* _Passage_
In Defense of my Insanely Expensive Purchase
This article will technically be a First Looks review – heavy on photos with a few observations about the Vargo Titanium Water Bottle. But before I get to the formal review I feel the need to explain why I decided to purchase (two!) $85 titanium water bottles in the first place.
I will absolutely be the first to admit that $85 is a ridiculous amount to spend on a water bottle – even if you are relatively well off and financially secure (I’m a writer and my wife is a teacher, so, spoiler alert, I’m not). If I were reading this review on another website I’d likely just ignore it completely because:
- a combined $170 is halfway towards a medium-range DCF shelter
- I rarely – if ever – have $85 to put towards new gear, and when I do it tends to be replacing clothing that I’ve worn out or destroyed while backpacking
- Smartwater bottles are under $5 and last a relatively long time – if it ain’t broke, don’t fix it
- many (if not most) professional gear writers receive their testing products for free
This last point is especially salient to me. Even with the best intentions and rigorous journalistic ethics, it can be difficult for a gear reviewer to make accurate cost-benefit analyses, especially if you’ve been at it for a while. You start to take high-end gear for granted. I remember my days of backpacking with a hand-me-down pack, the same cheap-and-heavy synthetic sleeping bag I’d been using since high school, and a fleece I bought for ten bucks from TJ Maxx. But only vaguely.

* _Exercise set_
**A)** What does the water bottle article say the combined $170 for two bottles is halfway towards?
**B)** Reproduce the water bottle article word for word, from "In Defense of" down to "the first place.".
**C)** Write the next part of the article about buying titanium water bottles, starting after its final sentence.

* _Source material_
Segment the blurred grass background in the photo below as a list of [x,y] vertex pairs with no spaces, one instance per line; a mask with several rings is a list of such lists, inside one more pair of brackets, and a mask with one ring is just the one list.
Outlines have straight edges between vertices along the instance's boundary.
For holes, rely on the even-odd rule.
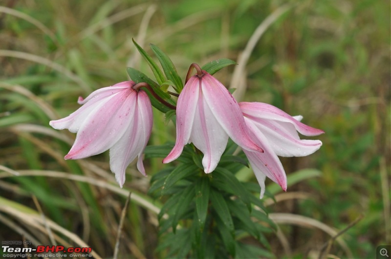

* _Final results_
**A)** A medium-range DCF shelter.

**B)**
In Defense of my Insanely Expensive Purchase
This article will technically be a First Looks review – heavy on photos with a few observations about the Vargo Titanium Water Bottle. But before I get to the formal review I feel the need to explain why I decided to purchase (two!) $85 titanium water bottles in the first place.

**C)**
That’s why I decided to purchase two Vargo Titanium Water Bottles instead of requesting media samples – I wanted to know if such a simple product at such an astronomical price point was actually worthwhile. Is it a useful piece of gear, or one of those stripped-down, overpriced, trendy-minimalist products aimed at people who listen to Silicon Valley software engineer podcasts?
And I’ll tell you – it hurt me to buy these bottles. I have a tattered envelope in my desk drawer where I keep the spare cash I earn from my side gig as a fine artist. I normally use it to treat my wife and me to pizza and beer after a particularly hard week. Emptying out that envelope was physically painful, not to mention that it put me in danger of ticking off my wife.
So trust me when I say this: my cost-benefit analysis of this product is as accurate as it can possibly be and as free as I can make it from the media bias introduced by getting free or discounted gear.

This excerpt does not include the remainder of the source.